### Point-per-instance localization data
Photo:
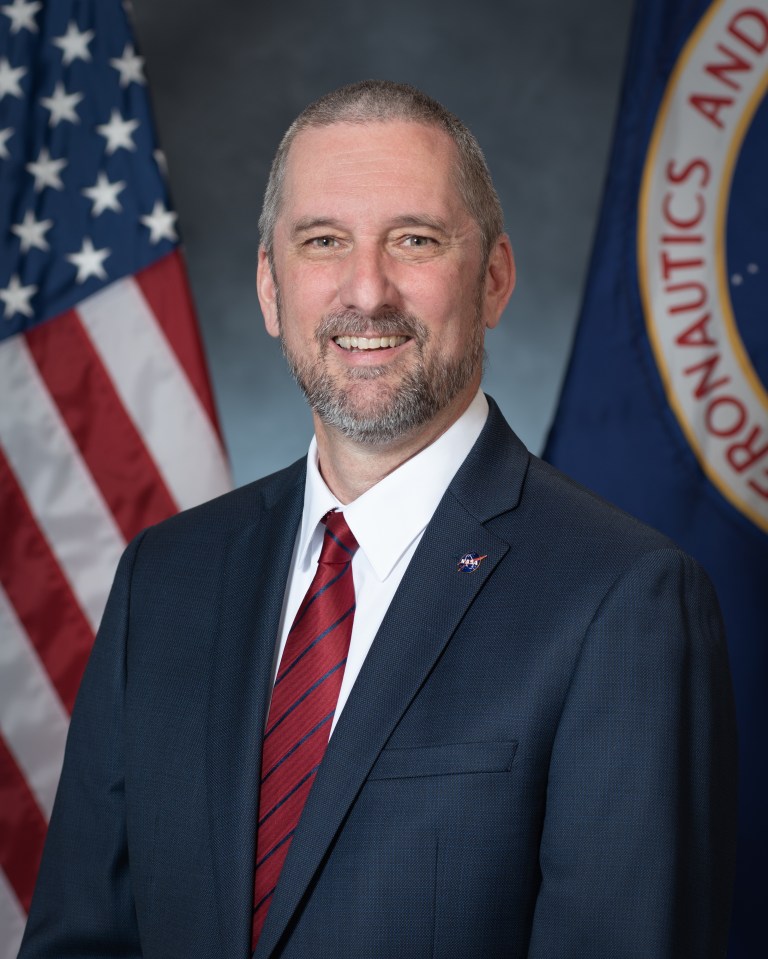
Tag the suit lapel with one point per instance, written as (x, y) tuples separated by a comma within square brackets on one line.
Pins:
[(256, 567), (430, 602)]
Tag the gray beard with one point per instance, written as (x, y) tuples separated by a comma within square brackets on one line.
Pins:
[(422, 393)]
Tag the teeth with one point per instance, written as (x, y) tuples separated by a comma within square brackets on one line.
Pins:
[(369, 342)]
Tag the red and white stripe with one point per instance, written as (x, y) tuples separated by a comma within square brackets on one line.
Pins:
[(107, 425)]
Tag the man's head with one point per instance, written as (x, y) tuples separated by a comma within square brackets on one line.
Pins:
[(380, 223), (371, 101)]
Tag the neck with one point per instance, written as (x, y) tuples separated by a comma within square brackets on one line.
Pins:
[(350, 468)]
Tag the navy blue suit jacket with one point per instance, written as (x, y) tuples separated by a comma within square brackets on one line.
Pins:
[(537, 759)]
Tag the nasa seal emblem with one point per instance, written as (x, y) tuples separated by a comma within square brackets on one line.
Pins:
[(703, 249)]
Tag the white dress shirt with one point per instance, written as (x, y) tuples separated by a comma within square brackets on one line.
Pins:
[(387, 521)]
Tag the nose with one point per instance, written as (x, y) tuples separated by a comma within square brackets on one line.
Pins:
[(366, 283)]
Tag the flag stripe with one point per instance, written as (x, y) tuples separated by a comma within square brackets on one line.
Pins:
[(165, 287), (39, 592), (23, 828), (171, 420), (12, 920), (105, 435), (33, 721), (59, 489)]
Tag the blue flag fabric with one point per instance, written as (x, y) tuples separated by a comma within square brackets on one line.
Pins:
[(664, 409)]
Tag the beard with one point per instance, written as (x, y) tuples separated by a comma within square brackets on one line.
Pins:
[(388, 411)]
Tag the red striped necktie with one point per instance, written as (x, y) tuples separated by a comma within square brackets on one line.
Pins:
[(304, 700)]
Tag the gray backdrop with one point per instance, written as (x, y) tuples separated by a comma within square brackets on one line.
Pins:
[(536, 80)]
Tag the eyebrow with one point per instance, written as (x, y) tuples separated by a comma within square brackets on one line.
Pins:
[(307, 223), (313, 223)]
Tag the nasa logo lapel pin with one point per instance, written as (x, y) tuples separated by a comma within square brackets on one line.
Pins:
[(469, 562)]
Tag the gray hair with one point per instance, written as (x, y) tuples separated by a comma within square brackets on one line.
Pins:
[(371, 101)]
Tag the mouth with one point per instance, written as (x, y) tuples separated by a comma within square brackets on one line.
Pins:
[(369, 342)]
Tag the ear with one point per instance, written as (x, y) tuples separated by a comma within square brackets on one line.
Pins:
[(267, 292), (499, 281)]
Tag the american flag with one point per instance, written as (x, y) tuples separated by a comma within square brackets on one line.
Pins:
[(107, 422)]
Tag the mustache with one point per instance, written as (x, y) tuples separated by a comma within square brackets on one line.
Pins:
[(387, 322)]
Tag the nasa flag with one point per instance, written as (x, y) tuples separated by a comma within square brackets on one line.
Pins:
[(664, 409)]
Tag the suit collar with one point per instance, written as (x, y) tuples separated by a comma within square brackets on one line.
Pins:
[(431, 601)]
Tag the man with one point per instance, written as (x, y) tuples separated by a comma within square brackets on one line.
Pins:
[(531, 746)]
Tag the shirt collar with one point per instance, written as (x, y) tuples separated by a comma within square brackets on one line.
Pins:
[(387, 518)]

--

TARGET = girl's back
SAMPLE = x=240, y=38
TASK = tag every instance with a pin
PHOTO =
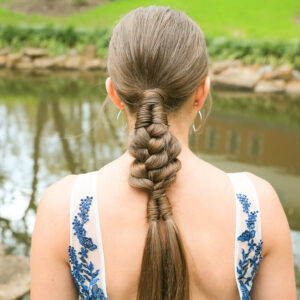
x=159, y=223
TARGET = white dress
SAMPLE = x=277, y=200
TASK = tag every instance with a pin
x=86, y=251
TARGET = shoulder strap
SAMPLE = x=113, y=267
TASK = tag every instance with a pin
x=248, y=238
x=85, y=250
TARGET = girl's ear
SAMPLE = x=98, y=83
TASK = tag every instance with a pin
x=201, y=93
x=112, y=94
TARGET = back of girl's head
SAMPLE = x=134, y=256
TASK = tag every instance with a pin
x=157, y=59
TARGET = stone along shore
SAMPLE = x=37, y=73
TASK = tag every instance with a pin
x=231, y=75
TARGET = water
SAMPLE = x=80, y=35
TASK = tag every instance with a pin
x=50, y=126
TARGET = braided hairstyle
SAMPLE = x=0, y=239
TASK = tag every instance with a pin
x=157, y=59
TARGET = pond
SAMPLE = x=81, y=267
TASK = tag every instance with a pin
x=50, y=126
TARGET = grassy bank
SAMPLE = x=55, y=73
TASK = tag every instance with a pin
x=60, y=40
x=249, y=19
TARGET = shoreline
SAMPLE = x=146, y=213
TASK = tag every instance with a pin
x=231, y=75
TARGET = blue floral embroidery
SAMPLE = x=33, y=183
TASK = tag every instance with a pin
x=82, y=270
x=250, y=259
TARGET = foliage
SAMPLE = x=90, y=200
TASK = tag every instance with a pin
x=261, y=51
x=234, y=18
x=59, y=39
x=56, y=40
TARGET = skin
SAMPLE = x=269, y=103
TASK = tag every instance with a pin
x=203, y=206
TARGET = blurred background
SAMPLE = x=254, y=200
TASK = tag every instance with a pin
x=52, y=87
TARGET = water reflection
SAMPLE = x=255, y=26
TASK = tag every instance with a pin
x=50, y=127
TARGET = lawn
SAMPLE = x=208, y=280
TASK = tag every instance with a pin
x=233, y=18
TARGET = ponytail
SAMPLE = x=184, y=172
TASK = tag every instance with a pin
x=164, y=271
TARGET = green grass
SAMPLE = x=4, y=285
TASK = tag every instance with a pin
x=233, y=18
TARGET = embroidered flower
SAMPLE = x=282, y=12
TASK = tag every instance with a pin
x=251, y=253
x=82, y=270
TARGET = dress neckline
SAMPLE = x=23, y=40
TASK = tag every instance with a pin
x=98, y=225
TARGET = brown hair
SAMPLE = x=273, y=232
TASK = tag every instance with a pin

* * *

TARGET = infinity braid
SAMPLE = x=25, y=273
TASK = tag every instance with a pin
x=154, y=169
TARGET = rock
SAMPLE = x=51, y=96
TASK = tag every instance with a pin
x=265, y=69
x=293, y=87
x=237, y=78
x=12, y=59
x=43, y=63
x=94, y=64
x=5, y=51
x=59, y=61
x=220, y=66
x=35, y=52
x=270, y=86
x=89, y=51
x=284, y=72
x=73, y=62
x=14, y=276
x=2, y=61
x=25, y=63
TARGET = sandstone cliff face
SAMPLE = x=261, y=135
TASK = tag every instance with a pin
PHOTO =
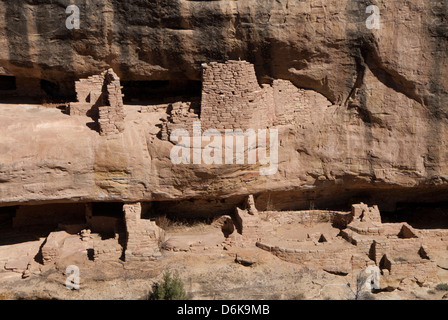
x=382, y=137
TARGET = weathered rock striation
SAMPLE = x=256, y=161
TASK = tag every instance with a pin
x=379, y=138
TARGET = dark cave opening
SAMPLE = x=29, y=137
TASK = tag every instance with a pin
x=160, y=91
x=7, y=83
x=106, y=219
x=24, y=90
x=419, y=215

### PROBLEM STATEMENT
From the records above, transcribe exactly the lines starting at the one containing "TARGET = girl's back" and ending at the one containing "SAMPLE = x=282, y=12". Skip the pictures.

### RESPONSE TO THIS TASK
TARGET = girl's back
SAMPLE = x=240, y=38
TASK = tag every instance with a pin
PHOTO =
x=159, y=223
TARGET = white dress
SAMPLE = x=277, y=200
TASK = tag every instance with a pin
x=86, y=251
TARGET = shoulder strap
SAMPLE = x=113, y=267
TASK = tag every instance with a pin
x=248, y=238
x=85, y=250
TARGET = girl's ear
SAMPLE = x=98, y=83
TASK = tag every instance with a pin
x=201, y=93
x=112, y=94
TARGET = back of girl's head
SAMPLE = x=134, y=256
TASK = tag every instance with a pin
x=157, y=59
TARGET = stone along shore
SAMPLE = x=37, y=73
TASK = tag every instance with a pin
x=231, y=75
TARGET = water
SAMPLE = x=80, y=35
TASK = tag every instance with a pin
x=50, y=126
TARGET = braided hairstyle
SAMPLE = x=0, y=239
TASK = tag every instance with a pin
x=157, y=59
TARGET = pond
SAMPLE = x=81, y=267
TASK = tag every instance with a pin
x=50, y=126
TARGET = grassy bank
SAMPLE = x=55, y=73
TASK = tag every instance with a pin
x=60, y=40
x=249, y=19
TARGET = shoreline
SAMPLE = x=146, y=213
TASK = tag every instance with a pin
x=231, y=75
TARGET = blue floral embroidery
SAMPLE = x=33, y=183
TASK = tag every instance with a pin
x=82, y=270
x=250, y=259
TARGET = foliage
SAMPLE = x=90, y=200
TASK = tag every instance with a pin
x=261, y=51
x=234, y=18
x=59, y=39
x=56, y=40
TARGET = skin
SAMPLE = x=269, y=103
TASK = tag every instance with a pin
x=203, y=206
TARGET = blurred background
SAMPLE = x=254, y=200
TASK = tag every instance with a pin
x=52, y=87
TARGET = water reflection
SAMPLE = x=255, y=26
TASK = tag every instance with a pin
x=50, y=127
TARGET = lawn
SAMPLE = x=208, y=280
TASK = tag every instance with a pin
x=233, y=18
TARGET = ponytail
SAMPLE = x=184, y=172
TASK = tag every instance with a pin
x=164, y=271
TARGET = green grass
SAMPLE = x=4, y=285
TASK = tag every instance with a pin
x=233, y=18
TARGET = embroidered flower
SAMPLE = x=282, y=12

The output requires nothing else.